• _Page_:
#####

It also appears there's room to doubt the popular wisdom of free floating the barrels. Let's hope the author continues doing good work like this.

 

Remember…free floating goes back to wood-and-steel days, when changes in humidity would apply unpredictable pressures against your rifle barrel changing the point of impact (POI).  Someone got the great idea to bed the action (for a solid, immobile base) and free float the barrel, to avoid such interference.

 

A second answer was to install bedding material in the whole stock, action seat and barrel channel, to prevent a warping stock from changing the contact points.

 

Another less expensive and time consuming option was making laminated wood stocks.

 

Then synthetics came along…but people are already entrenched in bedding actions with free floated barrels.  "My paw did it, and his paw did it, so I'm going to do it too!"

#####

Stored data lines

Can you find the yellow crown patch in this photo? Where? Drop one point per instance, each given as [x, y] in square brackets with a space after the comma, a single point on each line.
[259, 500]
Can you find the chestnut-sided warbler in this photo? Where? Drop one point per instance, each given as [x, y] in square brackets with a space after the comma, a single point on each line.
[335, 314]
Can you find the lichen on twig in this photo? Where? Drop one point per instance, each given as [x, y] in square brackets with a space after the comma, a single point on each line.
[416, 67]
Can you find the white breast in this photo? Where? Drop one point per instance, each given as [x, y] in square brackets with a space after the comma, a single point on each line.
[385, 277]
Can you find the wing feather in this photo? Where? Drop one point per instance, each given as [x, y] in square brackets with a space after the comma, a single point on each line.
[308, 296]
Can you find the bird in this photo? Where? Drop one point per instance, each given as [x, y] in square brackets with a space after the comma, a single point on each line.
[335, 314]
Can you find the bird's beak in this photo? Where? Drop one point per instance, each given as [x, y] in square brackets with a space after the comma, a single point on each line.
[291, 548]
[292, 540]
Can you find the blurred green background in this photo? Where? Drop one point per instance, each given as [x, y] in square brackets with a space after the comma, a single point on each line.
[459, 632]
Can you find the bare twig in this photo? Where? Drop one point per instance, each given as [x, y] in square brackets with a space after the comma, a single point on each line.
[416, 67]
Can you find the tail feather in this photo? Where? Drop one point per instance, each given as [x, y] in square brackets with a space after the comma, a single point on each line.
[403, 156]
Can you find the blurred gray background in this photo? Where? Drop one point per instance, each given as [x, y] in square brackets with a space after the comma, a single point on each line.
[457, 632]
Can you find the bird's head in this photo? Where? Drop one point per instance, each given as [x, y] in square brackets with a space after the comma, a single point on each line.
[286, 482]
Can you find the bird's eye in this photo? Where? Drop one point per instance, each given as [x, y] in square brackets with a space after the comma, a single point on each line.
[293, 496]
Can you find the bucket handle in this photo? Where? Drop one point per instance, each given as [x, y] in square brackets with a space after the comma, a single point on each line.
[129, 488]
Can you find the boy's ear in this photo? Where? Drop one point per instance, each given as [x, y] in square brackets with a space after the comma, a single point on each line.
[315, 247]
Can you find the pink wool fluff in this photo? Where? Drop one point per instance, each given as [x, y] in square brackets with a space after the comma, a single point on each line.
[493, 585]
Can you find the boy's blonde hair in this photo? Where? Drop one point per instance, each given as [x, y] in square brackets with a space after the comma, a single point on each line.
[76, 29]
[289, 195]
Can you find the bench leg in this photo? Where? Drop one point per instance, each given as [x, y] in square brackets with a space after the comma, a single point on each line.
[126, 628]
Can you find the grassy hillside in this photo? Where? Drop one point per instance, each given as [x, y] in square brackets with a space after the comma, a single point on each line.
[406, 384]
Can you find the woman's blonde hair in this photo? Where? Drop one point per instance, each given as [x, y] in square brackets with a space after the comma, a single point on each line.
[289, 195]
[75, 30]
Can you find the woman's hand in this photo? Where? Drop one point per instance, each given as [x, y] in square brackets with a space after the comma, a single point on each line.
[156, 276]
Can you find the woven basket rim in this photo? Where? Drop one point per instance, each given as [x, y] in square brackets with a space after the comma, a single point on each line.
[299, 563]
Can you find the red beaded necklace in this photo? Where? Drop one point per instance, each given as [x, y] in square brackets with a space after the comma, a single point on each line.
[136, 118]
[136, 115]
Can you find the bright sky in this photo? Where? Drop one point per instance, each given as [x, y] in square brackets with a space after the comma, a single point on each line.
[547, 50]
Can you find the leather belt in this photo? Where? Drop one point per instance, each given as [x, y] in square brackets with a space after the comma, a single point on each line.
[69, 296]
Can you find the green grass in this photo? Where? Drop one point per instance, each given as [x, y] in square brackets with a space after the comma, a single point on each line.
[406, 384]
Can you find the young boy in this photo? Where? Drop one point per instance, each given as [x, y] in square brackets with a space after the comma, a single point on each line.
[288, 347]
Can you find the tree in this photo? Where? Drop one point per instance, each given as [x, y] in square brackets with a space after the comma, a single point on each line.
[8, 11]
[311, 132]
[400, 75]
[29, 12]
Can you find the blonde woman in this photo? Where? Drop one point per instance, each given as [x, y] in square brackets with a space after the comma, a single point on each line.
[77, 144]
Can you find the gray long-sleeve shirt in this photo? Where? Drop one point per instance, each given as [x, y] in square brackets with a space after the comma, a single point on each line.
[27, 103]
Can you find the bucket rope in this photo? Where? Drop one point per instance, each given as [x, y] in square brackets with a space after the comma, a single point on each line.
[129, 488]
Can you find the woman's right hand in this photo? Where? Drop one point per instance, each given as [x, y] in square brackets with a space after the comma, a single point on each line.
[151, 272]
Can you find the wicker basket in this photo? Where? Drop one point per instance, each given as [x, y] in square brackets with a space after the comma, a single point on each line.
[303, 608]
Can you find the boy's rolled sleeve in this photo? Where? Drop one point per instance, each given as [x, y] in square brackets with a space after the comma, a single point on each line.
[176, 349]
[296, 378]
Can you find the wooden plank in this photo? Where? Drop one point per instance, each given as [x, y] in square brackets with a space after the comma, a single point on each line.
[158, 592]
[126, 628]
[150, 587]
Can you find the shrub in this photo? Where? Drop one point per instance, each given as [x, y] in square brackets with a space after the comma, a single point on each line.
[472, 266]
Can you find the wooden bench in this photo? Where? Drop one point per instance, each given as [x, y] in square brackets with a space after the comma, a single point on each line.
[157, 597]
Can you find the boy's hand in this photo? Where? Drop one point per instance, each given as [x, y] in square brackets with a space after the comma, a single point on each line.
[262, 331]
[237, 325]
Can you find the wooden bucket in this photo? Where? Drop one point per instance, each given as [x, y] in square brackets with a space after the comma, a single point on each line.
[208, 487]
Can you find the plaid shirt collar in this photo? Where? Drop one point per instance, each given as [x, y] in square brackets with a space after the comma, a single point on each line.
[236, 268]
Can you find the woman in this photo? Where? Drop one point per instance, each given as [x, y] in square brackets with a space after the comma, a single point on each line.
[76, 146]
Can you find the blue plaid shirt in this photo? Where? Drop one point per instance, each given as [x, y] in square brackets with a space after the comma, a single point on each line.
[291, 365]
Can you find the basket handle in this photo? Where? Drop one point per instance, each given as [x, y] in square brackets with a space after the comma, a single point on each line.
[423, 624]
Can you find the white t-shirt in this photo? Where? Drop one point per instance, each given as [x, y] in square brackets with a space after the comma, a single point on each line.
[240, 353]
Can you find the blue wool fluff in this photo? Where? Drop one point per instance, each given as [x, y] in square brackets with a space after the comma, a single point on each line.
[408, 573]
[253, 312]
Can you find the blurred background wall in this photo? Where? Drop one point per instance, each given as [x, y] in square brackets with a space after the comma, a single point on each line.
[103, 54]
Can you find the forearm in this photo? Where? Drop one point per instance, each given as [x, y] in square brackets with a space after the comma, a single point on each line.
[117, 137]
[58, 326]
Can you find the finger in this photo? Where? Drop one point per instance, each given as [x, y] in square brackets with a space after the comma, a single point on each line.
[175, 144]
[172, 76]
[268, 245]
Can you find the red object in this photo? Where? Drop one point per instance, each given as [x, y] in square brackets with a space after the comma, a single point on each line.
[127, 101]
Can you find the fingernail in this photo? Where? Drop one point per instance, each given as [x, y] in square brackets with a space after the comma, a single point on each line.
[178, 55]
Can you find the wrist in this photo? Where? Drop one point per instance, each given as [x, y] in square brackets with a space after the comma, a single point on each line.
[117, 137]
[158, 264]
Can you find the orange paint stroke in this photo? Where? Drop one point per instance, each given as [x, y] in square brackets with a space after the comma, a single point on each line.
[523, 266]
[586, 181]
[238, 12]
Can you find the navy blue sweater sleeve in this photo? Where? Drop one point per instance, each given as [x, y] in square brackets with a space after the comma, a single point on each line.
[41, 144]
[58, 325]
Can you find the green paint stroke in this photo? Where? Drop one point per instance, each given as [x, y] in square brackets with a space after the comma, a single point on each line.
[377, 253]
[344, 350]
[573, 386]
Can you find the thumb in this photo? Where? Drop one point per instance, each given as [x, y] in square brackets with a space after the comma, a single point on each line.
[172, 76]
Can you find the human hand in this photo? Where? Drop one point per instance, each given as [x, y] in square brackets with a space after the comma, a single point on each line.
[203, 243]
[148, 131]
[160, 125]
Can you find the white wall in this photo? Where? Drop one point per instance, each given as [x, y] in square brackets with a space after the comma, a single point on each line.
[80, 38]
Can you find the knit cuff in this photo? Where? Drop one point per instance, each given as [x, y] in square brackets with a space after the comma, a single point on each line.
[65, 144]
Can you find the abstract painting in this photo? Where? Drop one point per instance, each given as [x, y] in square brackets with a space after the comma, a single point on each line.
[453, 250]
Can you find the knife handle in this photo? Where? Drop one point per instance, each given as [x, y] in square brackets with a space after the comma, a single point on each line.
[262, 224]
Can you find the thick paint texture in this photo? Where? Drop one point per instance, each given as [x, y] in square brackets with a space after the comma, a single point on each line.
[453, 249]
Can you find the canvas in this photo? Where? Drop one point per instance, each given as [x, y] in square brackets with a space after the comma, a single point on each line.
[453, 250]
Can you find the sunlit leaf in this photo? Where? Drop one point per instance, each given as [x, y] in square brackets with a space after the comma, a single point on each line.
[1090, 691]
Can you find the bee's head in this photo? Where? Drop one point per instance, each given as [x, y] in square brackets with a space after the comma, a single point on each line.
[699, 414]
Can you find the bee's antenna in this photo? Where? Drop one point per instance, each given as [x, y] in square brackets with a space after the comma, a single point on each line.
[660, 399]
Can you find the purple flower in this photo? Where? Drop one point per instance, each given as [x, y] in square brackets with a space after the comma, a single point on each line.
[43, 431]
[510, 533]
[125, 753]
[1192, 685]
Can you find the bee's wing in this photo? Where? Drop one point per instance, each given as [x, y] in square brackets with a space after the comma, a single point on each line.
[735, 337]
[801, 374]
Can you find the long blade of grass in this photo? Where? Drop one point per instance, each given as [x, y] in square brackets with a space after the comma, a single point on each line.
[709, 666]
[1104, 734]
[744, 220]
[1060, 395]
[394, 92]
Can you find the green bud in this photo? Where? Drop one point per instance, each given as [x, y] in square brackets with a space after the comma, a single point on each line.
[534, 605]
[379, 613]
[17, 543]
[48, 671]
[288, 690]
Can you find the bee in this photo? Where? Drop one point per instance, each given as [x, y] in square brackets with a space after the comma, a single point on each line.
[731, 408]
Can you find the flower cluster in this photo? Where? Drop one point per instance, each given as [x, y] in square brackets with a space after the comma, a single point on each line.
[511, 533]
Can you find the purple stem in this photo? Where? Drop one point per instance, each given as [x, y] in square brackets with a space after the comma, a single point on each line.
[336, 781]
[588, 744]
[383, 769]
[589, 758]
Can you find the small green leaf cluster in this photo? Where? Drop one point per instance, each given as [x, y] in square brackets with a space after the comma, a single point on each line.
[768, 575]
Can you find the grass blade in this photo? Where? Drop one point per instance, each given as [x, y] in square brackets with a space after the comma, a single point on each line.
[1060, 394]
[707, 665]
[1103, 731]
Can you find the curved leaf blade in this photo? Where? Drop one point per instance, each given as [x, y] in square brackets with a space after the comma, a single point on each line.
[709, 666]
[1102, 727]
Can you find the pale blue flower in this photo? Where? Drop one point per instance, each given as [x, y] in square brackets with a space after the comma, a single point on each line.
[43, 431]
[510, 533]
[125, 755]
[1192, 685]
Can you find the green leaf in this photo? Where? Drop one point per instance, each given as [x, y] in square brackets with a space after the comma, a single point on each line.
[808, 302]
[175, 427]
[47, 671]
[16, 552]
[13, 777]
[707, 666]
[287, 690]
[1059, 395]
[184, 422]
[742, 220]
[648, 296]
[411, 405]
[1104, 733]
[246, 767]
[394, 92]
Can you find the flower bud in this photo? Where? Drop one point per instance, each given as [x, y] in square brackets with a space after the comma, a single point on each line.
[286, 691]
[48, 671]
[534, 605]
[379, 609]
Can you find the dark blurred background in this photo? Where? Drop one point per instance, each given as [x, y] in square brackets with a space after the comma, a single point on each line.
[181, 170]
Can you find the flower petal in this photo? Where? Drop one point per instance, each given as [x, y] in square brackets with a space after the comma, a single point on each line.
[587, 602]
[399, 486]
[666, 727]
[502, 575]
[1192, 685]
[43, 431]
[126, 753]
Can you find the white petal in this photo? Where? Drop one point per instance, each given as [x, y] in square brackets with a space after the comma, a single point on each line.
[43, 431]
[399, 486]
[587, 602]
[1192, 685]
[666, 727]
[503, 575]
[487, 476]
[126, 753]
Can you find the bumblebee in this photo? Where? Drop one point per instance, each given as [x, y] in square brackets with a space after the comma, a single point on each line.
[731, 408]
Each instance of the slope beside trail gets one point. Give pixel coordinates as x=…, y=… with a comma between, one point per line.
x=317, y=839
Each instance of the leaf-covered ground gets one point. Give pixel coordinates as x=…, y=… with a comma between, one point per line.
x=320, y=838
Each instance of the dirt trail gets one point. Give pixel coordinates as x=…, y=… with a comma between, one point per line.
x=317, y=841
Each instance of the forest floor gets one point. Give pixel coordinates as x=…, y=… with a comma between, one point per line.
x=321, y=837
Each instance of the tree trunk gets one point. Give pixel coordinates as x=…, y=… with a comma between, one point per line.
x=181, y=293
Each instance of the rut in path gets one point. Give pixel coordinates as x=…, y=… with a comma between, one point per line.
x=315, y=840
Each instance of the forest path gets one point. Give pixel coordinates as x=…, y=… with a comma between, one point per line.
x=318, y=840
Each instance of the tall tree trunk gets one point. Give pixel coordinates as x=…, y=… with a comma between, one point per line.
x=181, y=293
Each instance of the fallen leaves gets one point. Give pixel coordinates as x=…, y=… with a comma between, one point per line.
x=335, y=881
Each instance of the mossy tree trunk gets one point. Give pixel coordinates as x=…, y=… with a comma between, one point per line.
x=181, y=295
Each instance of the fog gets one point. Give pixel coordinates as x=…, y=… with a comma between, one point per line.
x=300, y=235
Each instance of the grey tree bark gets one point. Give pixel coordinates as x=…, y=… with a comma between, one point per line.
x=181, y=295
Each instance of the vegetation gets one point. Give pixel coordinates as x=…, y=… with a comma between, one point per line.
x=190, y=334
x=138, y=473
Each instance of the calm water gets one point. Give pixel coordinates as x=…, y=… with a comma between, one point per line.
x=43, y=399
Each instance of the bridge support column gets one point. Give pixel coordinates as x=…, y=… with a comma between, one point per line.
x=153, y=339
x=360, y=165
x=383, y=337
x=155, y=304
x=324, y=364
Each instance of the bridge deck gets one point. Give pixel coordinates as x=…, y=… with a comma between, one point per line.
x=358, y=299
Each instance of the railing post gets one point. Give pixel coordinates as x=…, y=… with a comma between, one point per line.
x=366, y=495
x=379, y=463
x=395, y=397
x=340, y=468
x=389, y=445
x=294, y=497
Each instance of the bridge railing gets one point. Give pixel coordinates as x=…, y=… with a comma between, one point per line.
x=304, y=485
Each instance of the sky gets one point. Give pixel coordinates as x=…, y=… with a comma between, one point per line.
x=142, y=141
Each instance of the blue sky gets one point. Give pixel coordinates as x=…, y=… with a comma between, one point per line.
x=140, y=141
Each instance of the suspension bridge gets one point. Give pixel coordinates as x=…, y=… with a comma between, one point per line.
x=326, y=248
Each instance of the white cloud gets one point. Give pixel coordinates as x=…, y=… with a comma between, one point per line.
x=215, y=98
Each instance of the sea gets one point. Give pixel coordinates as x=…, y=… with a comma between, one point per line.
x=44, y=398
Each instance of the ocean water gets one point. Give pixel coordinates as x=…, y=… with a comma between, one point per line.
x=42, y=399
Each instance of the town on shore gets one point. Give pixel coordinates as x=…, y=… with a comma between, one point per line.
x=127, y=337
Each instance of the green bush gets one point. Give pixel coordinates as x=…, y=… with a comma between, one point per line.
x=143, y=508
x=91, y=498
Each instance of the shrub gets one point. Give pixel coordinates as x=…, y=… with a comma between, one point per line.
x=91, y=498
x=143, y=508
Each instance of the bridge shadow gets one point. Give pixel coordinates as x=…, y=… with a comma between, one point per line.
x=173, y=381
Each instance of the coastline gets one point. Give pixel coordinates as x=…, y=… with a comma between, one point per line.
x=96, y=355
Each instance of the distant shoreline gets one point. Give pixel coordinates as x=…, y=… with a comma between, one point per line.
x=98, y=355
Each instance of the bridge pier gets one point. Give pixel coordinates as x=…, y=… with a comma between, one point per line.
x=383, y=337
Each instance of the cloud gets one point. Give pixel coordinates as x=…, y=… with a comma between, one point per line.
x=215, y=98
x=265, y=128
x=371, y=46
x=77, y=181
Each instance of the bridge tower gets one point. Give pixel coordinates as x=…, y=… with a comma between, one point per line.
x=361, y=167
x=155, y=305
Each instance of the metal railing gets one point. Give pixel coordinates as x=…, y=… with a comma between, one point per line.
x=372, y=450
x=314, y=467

#####

• _Exercise objective_: Can you output the full passage on free floating rifle barrels word for word?

• _Task output_:
It also appears there's room to doubt the popular wisdom of free floating the barrels. Let's hope the author continues doing good work like this.

 

Remember…free floating goes back to wood-and-steel days, when changes in humidity would apply unpredictable pressures against your rifle barrel changing the point of impact (POI).  Someone got the great idea to bed the action (for a solid, immobile base) and free float the barrel, to avoid such interference.

 

A second answer was to install bedding material in the whole stock, action seat and barrel channel, to prevent a warping stock from changing the contact points.

 

Another less expensive and time consuming option was making laminated wood stocks.

 

Then synthetics came along…but people are already entrenched in bedding actions with free floated barrels.  "My paw did it, and his paw did it, so I'm going to do it too!"